Exercise description:
Using the data that follows, return exactly the lines from the one that contains "The component shall return one point per instance of the beige" through the one that contains "the shrub, each", ends included.

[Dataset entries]
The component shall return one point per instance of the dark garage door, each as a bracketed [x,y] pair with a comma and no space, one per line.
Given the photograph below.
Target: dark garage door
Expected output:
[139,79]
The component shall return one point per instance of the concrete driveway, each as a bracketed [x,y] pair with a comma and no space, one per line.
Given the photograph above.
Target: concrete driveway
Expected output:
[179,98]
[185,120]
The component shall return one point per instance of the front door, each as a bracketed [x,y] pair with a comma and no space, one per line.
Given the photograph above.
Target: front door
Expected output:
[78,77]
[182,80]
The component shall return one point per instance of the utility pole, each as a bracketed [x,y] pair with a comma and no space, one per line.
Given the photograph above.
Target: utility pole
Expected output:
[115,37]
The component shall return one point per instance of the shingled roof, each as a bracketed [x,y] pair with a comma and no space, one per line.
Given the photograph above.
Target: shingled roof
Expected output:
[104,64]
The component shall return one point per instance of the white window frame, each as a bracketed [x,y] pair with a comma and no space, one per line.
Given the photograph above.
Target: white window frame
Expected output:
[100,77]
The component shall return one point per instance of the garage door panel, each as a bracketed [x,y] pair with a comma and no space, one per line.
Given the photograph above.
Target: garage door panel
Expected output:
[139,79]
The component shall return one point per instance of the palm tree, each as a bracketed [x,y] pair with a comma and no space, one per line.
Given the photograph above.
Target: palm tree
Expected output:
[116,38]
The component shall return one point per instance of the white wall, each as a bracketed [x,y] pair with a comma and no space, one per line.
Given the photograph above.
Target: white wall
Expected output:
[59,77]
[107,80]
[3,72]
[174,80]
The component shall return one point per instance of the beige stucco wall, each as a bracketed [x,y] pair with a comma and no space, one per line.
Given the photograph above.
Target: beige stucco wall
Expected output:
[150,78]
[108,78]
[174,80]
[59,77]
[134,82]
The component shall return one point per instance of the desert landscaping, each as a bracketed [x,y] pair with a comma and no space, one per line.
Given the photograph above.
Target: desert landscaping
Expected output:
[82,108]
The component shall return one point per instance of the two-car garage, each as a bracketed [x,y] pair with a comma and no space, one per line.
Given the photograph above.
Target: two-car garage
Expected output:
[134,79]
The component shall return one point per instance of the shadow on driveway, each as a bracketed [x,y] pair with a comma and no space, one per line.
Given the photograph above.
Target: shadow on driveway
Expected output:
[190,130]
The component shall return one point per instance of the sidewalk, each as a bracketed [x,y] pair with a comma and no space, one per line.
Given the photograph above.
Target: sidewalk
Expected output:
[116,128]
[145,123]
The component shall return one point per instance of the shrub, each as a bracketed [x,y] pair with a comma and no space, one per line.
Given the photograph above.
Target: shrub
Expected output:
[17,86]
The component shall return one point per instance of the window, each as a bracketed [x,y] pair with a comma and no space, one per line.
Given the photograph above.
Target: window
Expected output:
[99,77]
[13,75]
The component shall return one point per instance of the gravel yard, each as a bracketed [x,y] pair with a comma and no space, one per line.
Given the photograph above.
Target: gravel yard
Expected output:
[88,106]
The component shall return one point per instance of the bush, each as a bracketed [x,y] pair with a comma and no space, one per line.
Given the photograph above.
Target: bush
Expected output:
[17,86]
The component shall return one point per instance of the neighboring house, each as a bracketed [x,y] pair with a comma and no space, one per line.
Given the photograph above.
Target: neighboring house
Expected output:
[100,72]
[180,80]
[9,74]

Response area:
The component shall return one point per instance of the beige stucco wall, each as a bracketed [x,y] pair with a comma and no space, one per line.
Given the photograph above.
Target: beige stucco wall
Expected output:
[150,78]
[108,78]
[174,80]
[59,77]
[134,82]
The component shall return one point per instance of the desert landscaping, each as a bracketed [x,y] pair with a comma and no space, one per line.
Given the photograph above.
Target: desert landscaping
Expected output:
[82,108]
The component shall return one point per instance of the two-car garage, each as a bracketed [x,y] pair with a comma and no space, one per line.
Given the photograph above.
Target: two-car garage
Expected output:
[134,79]
The component shall return one point per instance of the shadow on driveway, each as a bracketed [x,y] pair with a comma and no space, one per line.
Given the photograph above.
Target: shadow on driveway
Expected output:
[190,130]
The component shall return one point per instance of the sidewalk, each as a bracketed [x,y] pair with a comma and no space, one per line.
Given the photograph above.
Target: sidewalk
Expected output:
[116,128]
[145,123]
The component shall return one point per instance of the shrub, each as a bracketed [x,y] pair with a comma and no space, one per line.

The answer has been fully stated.